* [EXERCISE GOAL]
Answer these from the passage on early Christian secrecy below:
(a) What was the mystic banquet an emblem of?
(b) Who is cited for the statement that the discipline of the secret was the concealment of certain tenets and ceremonies?
(c) At what time did the early Christians assemble?

* [SUPPLIED TEXT]
They had the ceremony of laying on of hands, by way of purification; and that of the mystic banquet, emblem of that to which they believed the Heavenly Wisdom would one day admit them, in the fullness of things [Πλήρωμα].

Their ceremonies were much more like those of the Christians than those of Greece; but they mingled with them much that was borrowed from the Orient and Egypt: and taught the primitive truths, mixed with a multitude of fantastic errors and fictions.

The discipline of the secret was the concealment (occultatio) of certain tenets and ceremonies. So says Clemens of Alexandria.

To avoid persecution, the early Christians were compelled to use great precaution, and to hold meetings of the Faithful [of the Household of Faith] in private places, under concealment by darkness. They assembled in the night, and they guarded against the intrusion of false brethren and profane persons, spies who might cause their arrest. They conversed together figuratively, and by the use of symbols, lest cowans and eavesdroppers might overhear: and there existed among them a favored class, or Order, who were initiated into certain Mysteries which they were bound by solemn promise not to disclose, or even converse about, except with such as had received them under the same sanction. They were called Brethren, the Faithful, Stewards of the Mysteries, Superintendents, Devotees of the Secret, and ARCHITECTS.

* [MATERIAL SHOWN]
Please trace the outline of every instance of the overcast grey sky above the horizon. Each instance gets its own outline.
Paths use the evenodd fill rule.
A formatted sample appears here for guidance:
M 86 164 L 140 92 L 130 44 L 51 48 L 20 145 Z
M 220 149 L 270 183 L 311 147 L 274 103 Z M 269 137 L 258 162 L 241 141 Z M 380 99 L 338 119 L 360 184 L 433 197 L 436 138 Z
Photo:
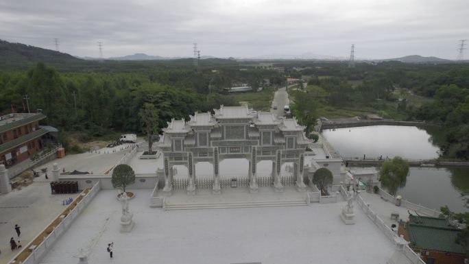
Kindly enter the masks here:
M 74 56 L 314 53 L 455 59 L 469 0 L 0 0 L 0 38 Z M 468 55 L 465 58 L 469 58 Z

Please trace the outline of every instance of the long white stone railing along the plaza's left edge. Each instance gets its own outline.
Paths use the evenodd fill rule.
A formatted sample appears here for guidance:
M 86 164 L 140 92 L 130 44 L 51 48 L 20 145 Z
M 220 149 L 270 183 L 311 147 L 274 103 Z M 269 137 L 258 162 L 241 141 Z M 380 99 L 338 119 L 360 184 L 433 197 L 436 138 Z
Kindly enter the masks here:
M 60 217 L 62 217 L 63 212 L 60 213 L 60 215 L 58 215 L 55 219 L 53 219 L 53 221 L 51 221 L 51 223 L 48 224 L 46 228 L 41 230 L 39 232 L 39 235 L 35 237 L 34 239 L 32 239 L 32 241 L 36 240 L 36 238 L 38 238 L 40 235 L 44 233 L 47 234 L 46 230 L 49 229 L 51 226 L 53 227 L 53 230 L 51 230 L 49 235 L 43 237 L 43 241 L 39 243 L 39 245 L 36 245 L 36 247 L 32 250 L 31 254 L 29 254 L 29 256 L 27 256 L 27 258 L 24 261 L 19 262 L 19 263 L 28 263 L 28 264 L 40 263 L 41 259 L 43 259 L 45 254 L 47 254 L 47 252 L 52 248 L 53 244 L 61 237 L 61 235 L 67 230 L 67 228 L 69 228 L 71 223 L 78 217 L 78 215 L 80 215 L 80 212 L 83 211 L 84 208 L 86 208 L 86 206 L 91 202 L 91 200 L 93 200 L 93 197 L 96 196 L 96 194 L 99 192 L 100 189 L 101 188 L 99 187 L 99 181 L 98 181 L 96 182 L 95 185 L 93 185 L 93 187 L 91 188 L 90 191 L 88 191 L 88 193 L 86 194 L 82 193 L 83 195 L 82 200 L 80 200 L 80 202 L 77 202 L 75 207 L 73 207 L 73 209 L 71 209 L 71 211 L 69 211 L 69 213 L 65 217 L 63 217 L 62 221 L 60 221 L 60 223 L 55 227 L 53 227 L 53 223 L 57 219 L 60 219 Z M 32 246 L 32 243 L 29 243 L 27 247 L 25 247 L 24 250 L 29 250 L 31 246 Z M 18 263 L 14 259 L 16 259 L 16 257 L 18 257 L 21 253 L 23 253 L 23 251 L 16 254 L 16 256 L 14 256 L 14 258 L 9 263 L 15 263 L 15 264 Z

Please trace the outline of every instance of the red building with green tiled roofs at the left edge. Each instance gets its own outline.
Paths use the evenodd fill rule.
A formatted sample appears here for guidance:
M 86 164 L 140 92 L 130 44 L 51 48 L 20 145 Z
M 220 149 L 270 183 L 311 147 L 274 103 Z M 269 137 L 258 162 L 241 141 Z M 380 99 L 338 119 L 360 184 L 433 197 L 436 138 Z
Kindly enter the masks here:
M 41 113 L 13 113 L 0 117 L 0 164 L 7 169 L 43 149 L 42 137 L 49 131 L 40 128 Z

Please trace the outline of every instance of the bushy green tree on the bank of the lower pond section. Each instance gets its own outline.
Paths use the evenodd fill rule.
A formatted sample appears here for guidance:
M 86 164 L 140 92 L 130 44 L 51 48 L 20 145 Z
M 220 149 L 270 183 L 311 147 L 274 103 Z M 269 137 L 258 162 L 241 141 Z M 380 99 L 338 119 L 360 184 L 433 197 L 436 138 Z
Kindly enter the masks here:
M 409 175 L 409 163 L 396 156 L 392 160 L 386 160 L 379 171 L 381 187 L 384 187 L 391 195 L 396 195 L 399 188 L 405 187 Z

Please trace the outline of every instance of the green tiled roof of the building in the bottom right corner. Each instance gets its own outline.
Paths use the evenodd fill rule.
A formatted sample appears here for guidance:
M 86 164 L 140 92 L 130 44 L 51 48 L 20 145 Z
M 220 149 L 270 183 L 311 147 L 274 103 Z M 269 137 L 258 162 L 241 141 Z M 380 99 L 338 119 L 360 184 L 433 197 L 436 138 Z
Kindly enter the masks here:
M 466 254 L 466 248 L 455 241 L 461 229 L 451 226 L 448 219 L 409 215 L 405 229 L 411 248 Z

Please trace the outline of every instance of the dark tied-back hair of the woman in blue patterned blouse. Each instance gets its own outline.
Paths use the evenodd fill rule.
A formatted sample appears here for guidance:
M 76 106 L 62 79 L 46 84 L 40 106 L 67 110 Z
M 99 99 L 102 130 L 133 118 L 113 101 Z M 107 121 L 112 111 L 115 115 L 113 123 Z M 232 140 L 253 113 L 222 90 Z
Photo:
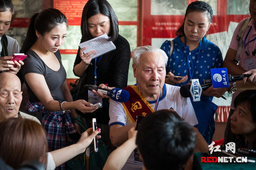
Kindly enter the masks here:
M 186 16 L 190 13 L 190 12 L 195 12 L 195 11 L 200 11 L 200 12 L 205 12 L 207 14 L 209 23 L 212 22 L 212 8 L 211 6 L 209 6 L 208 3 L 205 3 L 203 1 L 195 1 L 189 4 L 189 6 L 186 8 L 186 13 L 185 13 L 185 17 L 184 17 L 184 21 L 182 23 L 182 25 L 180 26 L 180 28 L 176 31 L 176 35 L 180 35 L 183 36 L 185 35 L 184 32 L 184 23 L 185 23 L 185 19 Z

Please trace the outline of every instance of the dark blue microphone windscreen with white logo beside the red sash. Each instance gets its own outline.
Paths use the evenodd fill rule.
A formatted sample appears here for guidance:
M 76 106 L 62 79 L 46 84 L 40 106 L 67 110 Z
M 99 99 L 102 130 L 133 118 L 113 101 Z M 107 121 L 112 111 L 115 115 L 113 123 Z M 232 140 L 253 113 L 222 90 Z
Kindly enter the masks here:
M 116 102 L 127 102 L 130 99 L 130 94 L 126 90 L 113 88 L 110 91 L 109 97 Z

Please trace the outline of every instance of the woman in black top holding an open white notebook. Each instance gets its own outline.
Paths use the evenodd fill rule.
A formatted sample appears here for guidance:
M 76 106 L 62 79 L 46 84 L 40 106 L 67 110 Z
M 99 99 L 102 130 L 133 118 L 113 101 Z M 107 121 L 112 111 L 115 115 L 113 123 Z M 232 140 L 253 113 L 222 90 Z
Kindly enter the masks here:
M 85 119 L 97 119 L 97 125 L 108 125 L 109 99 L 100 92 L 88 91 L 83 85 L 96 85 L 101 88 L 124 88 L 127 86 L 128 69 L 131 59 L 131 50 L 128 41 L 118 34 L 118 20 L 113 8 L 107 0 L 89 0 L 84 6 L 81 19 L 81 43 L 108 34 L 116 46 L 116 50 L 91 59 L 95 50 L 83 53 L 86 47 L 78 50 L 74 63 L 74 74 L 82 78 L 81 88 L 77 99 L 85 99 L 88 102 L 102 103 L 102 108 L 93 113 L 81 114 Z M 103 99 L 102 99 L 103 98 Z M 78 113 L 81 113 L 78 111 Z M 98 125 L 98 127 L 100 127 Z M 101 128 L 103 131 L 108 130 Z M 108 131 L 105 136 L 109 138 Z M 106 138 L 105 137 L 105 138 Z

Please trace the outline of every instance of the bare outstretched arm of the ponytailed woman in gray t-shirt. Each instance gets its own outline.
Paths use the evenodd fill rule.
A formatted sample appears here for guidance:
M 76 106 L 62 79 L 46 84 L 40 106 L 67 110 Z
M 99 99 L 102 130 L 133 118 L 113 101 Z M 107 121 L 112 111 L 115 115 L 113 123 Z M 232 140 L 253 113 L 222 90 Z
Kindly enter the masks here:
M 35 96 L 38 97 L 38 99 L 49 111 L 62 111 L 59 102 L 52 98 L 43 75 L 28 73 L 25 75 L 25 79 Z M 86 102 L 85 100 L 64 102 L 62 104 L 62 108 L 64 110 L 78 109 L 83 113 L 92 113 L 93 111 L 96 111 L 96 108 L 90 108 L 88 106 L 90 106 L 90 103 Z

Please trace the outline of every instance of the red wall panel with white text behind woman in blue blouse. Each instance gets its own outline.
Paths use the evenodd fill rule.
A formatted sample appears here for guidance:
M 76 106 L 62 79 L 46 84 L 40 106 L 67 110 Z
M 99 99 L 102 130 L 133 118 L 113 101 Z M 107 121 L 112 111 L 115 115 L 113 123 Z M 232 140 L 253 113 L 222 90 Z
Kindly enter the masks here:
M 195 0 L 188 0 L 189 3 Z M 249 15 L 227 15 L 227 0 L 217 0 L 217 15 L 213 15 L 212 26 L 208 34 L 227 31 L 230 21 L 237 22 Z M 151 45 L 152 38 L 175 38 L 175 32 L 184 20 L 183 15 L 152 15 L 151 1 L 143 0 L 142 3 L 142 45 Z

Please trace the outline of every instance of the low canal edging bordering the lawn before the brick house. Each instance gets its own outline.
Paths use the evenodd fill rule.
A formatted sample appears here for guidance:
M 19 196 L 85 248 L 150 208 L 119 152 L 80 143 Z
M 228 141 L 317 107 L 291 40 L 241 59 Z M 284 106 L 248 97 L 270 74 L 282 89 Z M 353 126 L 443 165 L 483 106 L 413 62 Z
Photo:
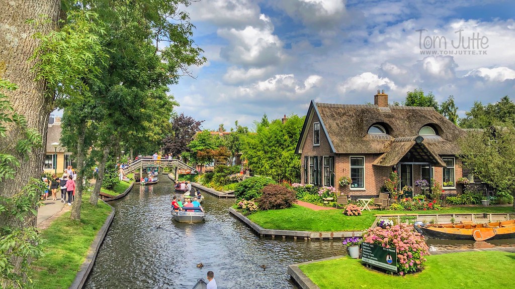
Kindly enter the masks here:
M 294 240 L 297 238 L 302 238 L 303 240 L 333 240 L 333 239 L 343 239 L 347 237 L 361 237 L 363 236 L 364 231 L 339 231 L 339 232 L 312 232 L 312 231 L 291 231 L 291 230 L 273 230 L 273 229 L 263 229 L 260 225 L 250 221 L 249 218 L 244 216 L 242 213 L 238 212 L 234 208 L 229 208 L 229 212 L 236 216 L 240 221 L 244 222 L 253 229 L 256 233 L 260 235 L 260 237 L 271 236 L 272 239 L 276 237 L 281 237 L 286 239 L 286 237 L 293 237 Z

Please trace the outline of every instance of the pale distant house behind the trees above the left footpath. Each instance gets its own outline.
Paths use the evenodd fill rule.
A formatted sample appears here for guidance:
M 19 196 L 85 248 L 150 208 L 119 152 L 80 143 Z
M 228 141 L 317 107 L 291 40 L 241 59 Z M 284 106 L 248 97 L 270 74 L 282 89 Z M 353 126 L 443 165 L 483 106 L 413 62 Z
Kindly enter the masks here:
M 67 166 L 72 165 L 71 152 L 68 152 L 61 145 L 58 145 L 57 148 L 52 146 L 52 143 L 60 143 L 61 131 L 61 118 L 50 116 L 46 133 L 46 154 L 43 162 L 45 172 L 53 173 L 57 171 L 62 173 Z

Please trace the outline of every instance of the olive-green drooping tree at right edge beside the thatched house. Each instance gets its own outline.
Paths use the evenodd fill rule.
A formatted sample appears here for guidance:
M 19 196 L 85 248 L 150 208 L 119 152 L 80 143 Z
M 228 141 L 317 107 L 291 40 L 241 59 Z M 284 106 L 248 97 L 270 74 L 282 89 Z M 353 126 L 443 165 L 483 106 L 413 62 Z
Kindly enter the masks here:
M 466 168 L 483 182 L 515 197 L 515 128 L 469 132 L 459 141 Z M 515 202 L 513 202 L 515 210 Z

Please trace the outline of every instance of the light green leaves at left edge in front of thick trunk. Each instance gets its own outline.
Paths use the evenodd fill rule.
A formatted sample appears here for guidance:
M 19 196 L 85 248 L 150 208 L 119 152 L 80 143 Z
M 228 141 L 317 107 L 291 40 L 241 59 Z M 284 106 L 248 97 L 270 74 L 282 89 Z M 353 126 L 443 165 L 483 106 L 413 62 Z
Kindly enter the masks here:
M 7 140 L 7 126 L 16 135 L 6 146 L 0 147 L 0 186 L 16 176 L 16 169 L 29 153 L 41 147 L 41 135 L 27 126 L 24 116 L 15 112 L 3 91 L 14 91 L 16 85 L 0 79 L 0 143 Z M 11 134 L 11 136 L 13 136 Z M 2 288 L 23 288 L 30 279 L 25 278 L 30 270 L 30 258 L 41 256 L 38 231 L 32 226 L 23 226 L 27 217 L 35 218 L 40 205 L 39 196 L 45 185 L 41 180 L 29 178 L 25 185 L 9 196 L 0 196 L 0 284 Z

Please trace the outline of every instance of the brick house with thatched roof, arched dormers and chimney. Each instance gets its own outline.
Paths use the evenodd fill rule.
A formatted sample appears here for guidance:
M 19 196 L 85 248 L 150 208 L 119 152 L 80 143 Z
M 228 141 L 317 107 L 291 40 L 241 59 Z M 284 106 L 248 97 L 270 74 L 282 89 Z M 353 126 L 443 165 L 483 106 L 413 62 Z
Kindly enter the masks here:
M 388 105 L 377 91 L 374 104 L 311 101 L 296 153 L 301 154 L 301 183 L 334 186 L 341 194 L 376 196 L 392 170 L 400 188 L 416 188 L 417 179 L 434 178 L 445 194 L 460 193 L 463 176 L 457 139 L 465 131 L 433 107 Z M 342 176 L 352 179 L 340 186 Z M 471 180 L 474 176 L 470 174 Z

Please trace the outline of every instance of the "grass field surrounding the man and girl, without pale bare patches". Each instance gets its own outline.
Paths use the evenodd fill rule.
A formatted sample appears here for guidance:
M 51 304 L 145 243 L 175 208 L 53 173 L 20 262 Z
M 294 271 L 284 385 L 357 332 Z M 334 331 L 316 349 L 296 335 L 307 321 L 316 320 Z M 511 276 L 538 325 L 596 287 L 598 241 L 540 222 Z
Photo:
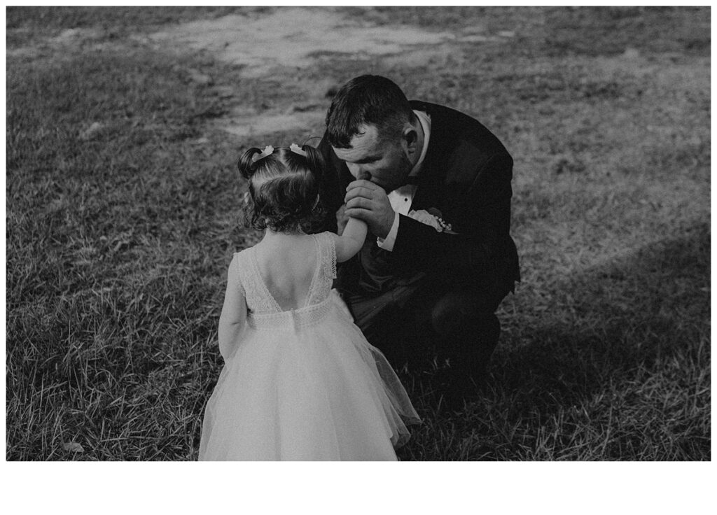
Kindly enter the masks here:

* [RESULT]
(a) It was an emblem of that to which they believed the Heavenly Wisdom would one day admit them, in the fullness of things.
(b) Clemens of Alexandria.
(c) In the night.